◆ Trabalho proposto ◆
**a.** No texto sobre a política cultural em Portugal, a que jornal deu Álvaro Covões a entrevista mencionada?
**b.** Transcreva do texto sobre a política cultural em Portugal o trecho que começa nas palavras "A paisagem desnorteada" e termina após as palavras "de PSD e CDS.".

◆ Excerto do texto ◆
=======

A paisagem desnorteada da política cultural em Portugal

Nacional

A entrevista de Álvaro Covões ao Jornal de Letras de 22 de Janeiro revela a estratégia dos grupos económicos que o Governo teima em esconder. É importante compreender o que as grandes empresas da organização de eventos pretendem da Arte e da Cultura e em que medida se incompatibiliza com um Serviço Público de Arte e Cultura como o que a Constituição da República Portuguesa estabelece. No título deste artigo, sobrevalorizei o trocadilho em detrimento da justeza e da realidade, pois todos sabemos que o desnorte e a incompetência são apenas a camuflagem com que o Governo esconde o seu programa político de total mercantilização da Cultura que já está em curso desde há muito, quer pelas mãos de PS, quer pelas mãos de PSD e CDS.

=======

[Excertos de um conjunto de dados de deteção]
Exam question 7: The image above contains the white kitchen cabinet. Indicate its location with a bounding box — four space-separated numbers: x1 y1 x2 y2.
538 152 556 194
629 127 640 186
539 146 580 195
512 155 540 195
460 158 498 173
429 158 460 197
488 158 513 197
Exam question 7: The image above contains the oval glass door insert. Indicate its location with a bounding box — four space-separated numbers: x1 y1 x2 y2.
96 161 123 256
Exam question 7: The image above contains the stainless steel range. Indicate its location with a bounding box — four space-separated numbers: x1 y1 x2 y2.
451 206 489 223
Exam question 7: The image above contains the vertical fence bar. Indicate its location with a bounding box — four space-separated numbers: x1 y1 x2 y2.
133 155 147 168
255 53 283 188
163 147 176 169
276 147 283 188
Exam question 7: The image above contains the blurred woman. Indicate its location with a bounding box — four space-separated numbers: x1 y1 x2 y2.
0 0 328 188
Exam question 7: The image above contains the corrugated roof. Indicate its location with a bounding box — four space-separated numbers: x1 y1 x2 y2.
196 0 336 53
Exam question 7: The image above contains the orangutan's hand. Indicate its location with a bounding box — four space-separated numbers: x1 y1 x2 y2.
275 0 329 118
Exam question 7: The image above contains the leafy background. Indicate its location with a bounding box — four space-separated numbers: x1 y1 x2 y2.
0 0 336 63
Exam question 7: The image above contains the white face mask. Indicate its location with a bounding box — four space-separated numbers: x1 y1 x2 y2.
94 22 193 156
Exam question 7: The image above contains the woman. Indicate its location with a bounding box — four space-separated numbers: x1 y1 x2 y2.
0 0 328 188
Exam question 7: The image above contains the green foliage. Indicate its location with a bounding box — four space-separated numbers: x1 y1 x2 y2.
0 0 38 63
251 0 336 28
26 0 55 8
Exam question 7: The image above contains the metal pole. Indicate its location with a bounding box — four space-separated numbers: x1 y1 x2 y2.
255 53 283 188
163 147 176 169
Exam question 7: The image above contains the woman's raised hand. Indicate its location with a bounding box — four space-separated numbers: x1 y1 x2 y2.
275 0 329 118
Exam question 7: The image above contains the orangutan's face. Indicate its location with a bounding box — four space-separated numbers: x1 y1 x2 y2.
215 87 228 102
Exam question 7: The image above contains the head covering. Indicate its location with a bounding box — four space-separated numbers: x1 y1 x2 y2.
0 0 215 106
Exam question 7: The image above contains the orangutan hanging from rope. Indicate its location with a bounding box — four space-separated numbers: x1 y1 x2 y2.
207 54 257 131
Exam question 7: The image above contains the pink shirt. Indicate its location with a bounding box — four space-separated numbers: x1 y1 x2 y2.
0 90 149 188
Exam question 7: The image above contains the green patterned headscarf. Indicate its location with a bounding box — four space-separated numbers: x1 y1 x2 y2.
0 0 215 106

=======

◆ Respostas completas ◆
**a.** Ao Jornal de Letras, na edição de 22 de Janeiro.

**b.**
A paisagem desnorteada da política cultural em Portugal

Nacional

A entrevista de Álvaro Covões ao Jornal de Letras de 22 de Janeiro revela a estratégia dos grupos económicos que o Governo teima em esconder. É importante compreender o que as grandes empresas da organização de eventos pretendem da Arte e da Cultura e em que medida se incompatibiliza com um Serviço Público de Arte e Cultura como o que a Constituição da República Portuguesa estabelece. No título deste artigo, sobrevalorizei o trocadilho em detrimento da justeza e da realidade, pois todos sabemos que o desnorte e a incompetência são apenas a camuflagem com que o Governo esconde o seu programa político de total mercantilização da Cultura que já está em curso desde há muito, quer pelas mãos de PS, quer pelas mãos de PSD e CDS.